What is being asked => Pull out every line of the entries below that contains the string "jacket", matching case exactly.

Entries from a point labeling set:

*****

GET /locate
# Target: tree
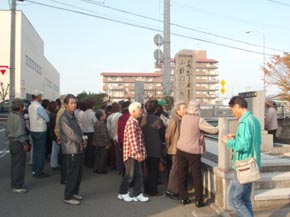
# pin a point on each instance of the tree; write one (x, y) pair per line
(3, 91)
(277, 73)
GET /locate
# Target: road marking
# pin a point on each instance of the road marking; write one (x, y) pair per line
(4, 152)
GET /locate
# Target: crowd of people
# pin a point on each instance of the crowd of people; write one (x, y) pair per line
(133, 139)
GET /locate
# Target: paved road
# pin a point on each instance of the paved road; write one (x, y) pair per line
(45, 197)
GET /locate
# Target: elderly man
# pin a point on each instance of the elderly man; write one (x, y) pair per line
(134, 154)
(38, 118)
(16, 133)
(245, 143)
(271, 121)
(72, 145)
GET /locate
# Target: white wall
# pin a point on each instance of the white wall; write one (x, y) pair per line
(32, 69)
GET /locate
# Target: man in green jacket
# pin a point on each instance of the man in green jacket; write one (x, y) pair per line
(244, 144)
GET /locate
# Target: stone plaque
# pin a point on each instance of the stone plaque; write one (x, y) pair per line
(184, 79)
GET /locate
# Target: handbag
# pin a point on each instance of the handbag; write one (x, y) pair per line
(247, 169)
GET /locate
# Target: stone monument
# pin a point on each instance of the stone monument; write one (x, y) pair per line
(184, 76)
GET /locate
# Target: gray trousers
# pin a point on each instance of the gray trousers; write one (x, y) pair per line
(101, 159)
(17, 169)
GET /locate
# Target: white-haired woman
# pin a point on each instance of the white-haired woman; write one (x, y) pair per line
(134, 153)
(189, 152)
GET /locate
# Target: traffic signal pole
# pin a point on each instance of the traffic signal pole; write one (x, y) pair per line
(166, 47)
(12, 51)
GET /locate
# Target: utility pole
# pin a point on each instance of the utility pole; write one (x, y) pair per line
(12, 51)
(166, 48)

*****

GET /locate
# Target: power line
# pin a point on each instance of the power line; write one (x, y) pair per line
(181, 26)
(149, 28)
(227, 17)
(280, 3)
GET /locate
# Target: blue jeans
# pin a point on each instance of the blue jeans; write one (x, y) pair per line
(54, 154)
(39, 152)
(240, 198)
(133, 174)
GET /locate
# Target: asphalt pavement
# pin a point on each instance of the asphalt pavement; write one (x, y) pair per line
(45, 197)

*****

Written solution =>
# Target: man in green jacket
# pin a point on each instance of the man in green jacket; write one (x, y) pair per line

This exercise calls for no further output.